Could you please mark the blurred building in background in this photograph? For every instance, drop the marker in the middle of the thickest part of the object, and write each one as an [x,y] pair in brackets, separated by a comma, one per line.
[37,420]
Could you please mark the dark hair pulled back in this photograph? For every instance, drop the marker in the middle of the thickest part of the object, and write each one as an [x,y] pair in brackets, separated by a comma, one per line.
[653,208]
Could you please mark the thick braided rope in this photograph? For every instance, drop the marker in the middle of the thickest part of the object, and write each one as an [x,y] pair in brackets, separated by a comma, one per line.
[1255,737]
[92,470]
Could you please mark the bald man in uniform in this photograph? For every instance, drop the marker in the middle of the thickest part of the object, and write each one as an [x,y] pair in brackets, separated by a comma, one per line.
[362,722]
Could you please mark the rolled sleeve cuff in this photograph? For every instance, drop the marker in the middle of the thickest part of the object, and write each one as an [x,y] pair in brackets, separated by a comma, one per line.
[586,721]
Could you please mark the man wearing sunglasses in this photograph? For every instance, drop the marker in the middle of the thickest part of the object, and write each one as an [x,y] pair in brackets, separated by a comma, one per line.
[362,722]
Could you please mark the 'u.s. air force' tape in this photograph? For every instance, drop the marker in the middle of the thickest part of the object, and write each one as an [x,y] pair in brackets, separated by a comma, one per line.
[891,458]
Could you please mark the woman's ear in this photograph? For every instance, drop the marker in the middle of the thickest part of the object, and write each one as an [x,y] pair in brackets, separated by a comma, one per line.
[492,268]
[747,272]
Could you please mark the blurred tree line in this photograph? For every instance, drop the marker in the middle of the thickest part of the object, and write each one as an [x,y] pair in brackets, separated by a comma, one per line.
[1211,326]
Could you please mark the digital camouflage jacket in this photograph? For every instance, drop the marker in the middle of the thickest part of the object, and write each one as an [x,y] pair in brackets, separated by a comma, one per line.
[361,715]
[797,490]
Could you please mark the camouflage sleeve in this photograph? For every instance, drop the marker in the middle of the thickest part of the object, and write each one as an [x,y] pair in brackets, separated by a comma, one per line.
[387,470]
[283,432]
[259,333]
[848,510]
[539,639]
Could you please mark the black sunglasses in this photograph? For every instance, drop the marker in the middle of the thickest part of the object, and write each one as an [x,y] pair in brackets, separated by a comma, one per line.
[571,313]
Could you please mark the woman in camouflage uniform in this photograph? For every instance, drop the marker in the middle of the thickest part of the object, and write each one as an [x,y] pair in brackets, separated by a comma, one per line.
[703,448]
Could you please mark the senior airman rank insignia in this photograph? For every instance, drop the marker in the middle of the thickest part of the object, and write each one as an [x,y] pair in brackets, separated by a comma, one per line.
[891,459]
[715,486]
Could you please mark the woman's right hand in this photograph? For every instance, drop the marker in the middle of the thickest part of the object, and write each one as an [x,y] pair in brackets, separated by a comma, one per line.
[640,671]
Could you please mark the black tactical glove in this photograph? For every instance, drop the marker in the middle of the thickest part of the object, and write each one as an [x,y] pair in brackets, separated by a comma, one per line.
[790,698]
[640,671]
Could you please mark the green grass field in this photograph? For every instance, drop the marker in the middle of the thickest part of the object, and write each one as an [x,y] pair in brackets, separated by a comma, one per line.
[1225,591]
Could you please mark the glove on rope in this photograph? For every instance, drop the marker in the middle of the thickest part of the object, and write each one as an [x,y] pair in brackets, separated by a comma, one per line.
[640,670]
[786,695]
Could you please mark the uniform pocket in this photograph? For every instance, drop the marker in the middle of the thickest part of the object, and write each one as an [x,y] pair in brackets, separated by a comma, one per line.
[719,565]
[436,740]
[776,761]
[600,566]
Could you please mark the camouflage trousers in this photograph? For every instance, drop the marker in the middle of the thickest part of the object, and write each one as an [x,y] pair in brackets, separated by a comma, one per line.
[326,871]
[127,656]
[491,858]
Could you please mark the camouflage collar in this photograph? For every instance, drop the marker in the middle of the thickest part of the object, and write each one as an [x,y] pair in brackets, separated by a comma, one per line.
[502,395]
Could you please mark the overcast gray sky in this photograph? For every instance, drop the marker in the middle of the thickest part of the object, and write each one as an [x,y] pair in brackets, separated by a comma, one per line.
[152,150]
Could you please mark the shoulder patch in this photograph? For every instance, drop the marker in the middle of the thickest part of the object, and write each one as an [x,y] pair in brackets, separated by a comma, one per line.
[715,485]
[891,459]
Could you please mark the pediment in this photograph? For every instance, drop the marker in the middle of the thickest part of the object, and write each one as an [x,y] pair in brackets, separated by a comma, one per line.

+ + +

Goal: Reproduce the records word for word, beginning at the line that contains "Could you please mark the shoulder" and continuing through the last line of the records.

Answer to this problem:
Could you please mark the shoulder patch in this photograph? For every instance, drop the marker in the middle of the thickest part of the object, and write each one as an [x,y] pair in brackets, separated by a comma, one per line.
[715,485]
[891,459]
Could you please mark the pediment in this photograph? For every instance, drop the marker in the middle of the thickest part of the object, and write each one as an [x,y] pair in brackets, separated by a comma, one per line.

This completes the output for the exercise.